Reproduce the items below with each instance of "queued for labeling" replaced by "scheduled for annotation", leaving all other text unchanged.

• **PROVIDED DATA**
— START —
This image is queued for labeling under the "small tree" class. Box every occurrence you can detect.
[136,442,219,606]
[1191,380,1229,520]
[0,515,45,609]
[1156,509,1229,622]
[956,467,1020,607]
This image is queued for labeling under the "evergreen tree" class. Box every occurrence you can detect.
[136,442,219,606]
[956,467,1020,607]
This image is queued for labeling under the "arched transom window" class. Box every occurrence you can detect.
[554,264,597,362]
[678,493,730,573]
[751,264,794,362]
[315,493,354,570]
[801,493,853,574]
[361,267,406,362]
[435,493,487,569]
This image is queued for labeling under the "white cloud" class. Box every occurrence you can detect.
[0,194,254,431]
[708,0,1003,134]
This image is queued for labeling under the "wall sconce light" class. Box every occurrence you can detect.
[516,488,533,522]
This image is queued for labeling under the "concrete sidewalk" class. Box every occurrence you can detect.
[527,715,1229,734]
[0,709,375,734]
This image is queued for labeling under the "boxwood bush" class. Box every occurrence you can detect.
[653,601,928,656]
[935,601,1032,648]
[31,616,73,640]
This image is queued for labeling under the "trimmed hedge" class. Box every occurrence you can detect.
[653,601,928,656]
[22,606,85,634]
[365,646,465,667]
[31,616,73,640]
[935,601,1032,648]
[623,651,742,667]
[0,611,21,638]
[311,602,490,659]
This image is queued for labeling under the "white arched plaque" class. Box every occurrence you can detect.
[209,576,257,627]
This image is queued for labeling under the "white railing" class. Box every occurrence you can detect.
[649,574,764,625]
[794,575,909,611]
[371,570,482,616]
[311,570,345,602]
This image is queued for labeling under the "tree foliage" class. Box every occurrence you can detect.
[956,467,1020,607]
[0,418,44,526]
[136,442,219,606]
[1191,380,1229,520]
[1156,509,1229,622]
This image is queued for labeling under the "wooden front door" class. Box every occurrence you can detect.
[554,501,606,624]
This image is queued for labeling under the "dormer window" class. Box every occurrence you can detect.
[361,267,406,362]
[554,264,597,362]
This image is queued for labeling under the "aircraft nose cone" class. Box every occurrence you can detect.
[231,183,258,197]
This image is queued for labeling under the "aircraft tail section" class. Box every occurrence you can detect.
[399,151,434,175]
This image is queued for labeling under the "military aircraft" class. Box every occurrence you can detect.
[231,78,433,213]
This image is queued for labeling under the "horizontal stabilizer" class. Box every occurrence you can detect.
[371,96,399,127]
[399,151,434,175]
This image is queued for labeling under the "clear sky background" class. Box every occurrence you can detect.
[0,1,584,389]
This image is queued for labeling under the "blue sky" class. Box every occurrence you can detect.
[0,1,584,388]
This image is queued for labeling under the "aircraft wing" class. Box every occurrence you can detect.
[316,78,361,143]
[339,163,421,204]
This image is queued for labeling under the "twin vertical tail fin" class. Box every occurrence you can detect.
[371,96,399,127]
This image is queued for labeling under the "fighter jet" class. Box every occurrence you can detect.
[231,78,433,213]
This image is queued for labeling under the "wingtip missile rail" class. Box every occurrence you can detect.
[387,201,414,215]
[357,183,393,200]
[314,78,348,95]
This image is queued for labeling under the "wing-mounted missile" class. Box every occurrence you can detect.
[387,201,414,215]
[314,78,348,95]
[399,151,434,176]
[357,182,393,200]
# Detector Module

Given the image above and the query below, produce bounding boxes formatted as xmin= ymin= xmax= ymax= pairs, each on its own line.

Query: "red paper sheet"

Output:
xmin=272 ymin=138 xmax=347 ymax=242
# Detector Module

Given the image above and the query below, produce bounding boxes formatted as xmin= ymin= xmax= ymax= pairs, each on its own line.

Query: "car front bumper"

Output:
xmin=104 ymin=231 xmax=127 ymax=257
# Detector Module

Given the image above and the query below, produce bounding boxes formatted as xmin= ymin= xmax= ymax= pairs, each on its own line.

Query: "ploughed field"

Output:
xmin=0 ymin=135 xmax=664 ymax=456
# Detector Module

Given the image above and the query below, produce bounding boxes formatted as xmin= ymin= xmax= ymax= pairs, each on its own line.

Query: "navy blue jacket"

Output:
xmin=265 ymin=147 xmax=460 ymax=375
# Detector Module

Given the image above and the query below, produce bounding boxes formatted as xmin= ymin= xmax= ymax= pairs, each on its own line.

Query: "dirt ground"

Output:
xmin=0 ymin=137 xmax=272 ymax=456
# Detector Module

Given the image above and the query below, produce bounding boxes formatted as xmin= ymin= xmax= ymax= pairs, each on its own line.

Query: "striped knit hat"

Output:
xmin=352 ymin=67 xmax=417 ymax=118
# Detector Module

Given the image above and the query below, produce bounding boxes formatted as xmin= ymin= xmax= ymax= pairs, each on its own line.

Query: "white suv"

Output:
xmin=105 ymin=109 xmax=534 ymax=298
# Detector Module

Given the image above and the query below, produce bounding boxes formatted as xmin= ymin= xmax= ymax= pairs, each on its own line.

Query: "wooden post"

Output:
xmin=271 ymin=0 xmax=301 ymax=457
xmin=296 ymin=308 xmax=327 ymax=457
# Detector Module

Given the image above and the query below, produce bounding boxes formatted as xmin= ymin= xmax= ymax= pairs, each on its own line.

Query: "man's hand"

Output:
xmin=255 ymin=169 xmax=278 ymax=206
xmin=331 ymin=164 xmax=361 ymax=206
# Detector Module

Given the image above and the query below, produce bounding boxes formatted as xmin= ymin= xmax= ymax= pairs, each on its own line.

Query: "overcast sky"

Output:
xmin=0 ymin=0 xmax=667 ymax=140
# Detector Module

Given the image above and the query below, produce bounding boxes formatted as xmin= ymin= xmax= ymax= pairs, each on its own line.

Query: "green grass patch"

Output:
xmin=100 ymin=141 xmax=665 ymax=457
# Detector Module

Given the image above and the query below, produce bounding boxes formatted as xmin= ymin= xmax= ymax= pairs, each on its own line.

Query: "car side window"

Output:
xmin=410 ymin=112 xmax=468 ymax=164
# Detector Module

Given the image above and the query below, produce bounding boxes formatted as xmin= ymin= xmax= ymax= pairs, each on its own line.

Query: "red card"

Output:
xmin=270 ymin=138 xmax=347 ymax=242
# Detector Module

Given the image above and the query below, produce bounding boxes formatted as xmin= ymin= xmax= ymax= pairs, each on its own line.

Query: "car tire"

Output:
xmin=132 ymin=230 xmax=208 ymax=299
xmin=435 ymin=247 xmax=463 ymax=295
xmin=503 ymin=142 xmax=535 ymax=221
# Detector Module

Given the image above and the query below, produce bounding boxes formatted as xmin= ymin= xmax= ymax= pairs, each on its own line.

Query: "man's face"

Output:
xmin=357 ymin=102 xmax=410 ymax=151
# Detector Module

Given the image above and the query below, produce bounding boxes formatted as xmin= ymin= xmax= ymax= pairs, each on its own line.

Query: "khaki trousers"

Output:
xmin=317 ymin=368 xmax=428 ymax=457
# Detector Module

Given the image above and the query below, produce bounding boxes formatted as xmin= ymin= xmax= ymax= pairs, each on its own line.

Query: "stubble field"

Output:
— END —
• **RESULT FOR THIS TASK**
This image is scheduled for annotation under the "small tree" class. Box every occurrence you can detect.
[136,442,219,606]
[1191,380,1229,520]
[0,515,45,609]
[1156,509,1229,622]
[956,467,1020,607]
This image is scheduled for annotation under the "evergreen tree" class. Box every occurrence you can detect.
[136,442,219,606]
[956,467,1020,607]
This image is scheduled for annotation under the "arched transom window" class. Box every occurrence you can detect.
[554,264,597,362]
[678,493,730,573]
[751,264,794,362]
[315,493,354,570]
[801,493,853,574]
[361,267,406,362]
[435,493,487,569]
This image is scheduled for annotation under the "white cloud" class. Box every occurrence you can detect.
[0,194,254,431]
[708,0,1003,134]
This image is scheduled for annotation under the "wall sconce light" class. Box every occurrence you can detect.
[516,488,533,522]
This image is scheduled for annotation under the "concrete sidewalk" class. Box every occurrence you can detect.
[527,715,1229,734]
[0,709,375,734]
This image is scheduled for annotation under the "boxwood bush" class. Box every occurrence you can detect.
[653,601,928,656]
[935,601,1032,648]
[31,616,73,640]
This image is scheduled for annotation under the "trimmed hedge" class. Box every occurrence you can detect.
[653,601,928,656]
[22,606,85,634]
[365,646,465,667]
[31,616,73,640]
[935,601,1032,648]
[623,651,742,667]
[0,611,21,638]
[311,602,490,659]
This image is scheduled for annotation under the "white arched plaque" class. Box every occurrence you can detect.
[209,576,257,627]
This image is scheduled for annotation under the "white railing" class. Box every occurrence you can detect.
[649,574,764,625]
[794,575,909,611]
[371,570,482,616]
[311,570,345,602]
This image is scheduled for annotation under the "tree foliage" class. Box every occurrence you can detect.
[956,467,1020,607]
[0,418,44,526]
[136,442,219,606]
[1191,380,1229,520]
[1156,509,1229,622]
This image is scheduled for annotation under the "wooden front door" class. Box every occurrence you can detect.
[554,501,606,624]
This image is scheduled for annotation under the "dormer window" class. Box every occurrence you can detect.
[361,267,406,362]
[554,264,597,362]
This image is scheduled for annotation under the "aircraft nose cone" class. Box every occurrence you can detect.
[231,183,258,197]
This image is scheduled for annotation under the "aircraft tail section" class. Box every occurrence you can detect.
[399,151,434,175]
This image is scheduled for annotation under the "military aircraft" class. Box every occurrence you can detect.
[231,78,433,213]
This image is scheduled for annotation under the "horizontal stabilizer" class. Box every occurrence you can detect.
[371,96,399,127]
[399,151,434,175]
This image is scheduled for annotation under the "clear sky background" class. Box every occurrence you can detect.
[0,1,584,389]
This image is scheduled for annotation under the "blue sky" class. Box every occurrence you can detect.
[0,1,584,388]
This image is scheduled for annotation under the "aircraft wing" class. Box every occurrence you can detect.
[316,78,361,143]
[339,163,421,204]
This image is scheduled for annotation under the "twin vertical tail fin" class. Box every occurrence you can detect.
[371,96,399,127]
This image is scheduled for annotation under the "fighter jet" class. Box every occurrence you can detect.
[231,78,433,213]
This image is scheduled for annotation under the "wingtip missile rail" class. Box every occurrence you can detect.
[387,201,414,215]
[357,183,393,200]
[314,78,348,95]
This image is scheduled for annotation under the "wing-mounted missile" class. Box every occurrence you can detect.
[387,201,414,215]
[314,78,348,95]
[399,151,434,176]
[357,182,393,200]
# Detector Module

Given the image above and the query below, produce bounding boxes formatted as xmin= ymin= xmax= ymax= pairs, each on its own line.

Query: "red paper sheet"

Output:
xmin=272 ymin=138 xmax=347 ymax=242
# Detector Module

Given the image above and the query below, produce bounding boxes formatted as xmin= ymin= xmax= ymax= pairs, each on its own line.

Query: "car front bumper"

Output:
xmin=104 ymin=231 xmax=127 ymax=257
# Detector Module

Given the image above and the query below, produce bounding boxes formatted as xmin= ymin= xmax= ymax= pairs, each on its own line.

Query: "ploughed field"

Output:
xmin=0 ymin=135 xmax=664 ymax=456
# Detector Module

Given the image above and the query below, produce bounding boxes formatted as xmin= ymin= xmax= ymax= pairs, each on its own line.

Query: "navy blue jacket"

Output:
xmin=265 ymin=147 xmax=460 ymax=375
# Detector Module

Given the image above and the query below, produce bounding boxes formatted as xmin= ymin= xmax= ymax= pairs, each on its own line.

Query: "dirt ground"

Output:
xmin=0 ymin=137 xmax=272 ymax=456
# Detector Module

Given the image above and the query below, produce bounding boxes formatted as xmin= ymin= xmax= ymax= pairs, each on its own line.

Query: "striped knit hat"

Output:
xmin=352 ymin=67 xmax=417 ymax=118
# Detector Module

Given the image above and the query below, produce bounding boxes formatted as xmin= ymin= xmax= ymax= pairs, each on its own line.

Query: "white suv"

Output:
xmin=105 ymin=109 xmax=534 ymax=298
# Detector Module

Given the image above and the query below, produce bounding boxes formatted as xmin= ymin= xmax= ymax= pairs, each on its own line.

Query: "wooden post"

Output:
xmin=271 ymin=0 xmax=301 ymax=457
xmin=296 ymin=308 xmax=327 ymax=457
# Detector Module

Given the image above and the query below, produce bounding boxes formatted as xmin= ymin= xmax= ymax= pairs, each on its own line.

Query: "man's hand"

Output:
xmin=255 ymin=169 xmax=278 ymax=206
xmin=331 ymin=164 xmax=361 ymax=206
# Detector Module

Given the image above and the query below, produce bounding boxes formatted as xmin= ymin= xmax= ymax= pairs, each on its own line.

Query: "overcast sky"

Output:
xmin=0 ymin=0 xmax=667 ymax=140
# Detector Module

Given the image above and the query below, produce bounding boxes formatted as xmin= ymin= xmax= ymax= pairs, each on its own line.

Query: "green grass patch"

Output:
xmin=100 ymin=141 xmax=665 ymax=457
# Detector Module

Given the image above and the query below, produce bounding boxes formatted as xmin= ymin= xmax= ymax= pairs, each on its own line.

Query: "car side window"

Output:
xmin=410 ymin=112 xmax=468 ymax=164
# Detector Module

Given the image above and the query below, produce bounding boxes formatted as xmin= ymin= xmax= ymax= pairs, each on its own line.

Query: "red card"

Output:
xmin=270 ymin=138 xmax=347 ymax=242
# Detector Module

Given the image above and the query below, produce bounding boxes formatted as xmin= ymin= xmax= ymax= pairs, each on its own line.

Query: "car tire"

Output:
xmin=132 ymin=230 xmax=208 ymax=299
xmin=435 ymin=247 xmax=463 ymax=295
xmin=503 ymin=142 xmax=535 ymax=221
# Detector Module

Given the image above and the query below, produce bounding boxes formatted as xmin= ymin= xmax= ymax= pairs, each on its own line.

Query: "man's face"

Output:
xmin=357 ymin=102 xmax=410 ymax=151
# Detector Module

Given the image above and the query below, produce bounding boxes formatted as xmin= ymin= xmax= ymax= pairs, each on its own line.

Query: "khaki trousers"

Output:
xmin=317 ymin=368 xmax=428 ymax=457
# Detector Module

Given the image above and the query below, produce bounding boxes formatted as xmin= ymin= xmax= ymax= pairs, each on its own line.

Query: "stubble field"

Output:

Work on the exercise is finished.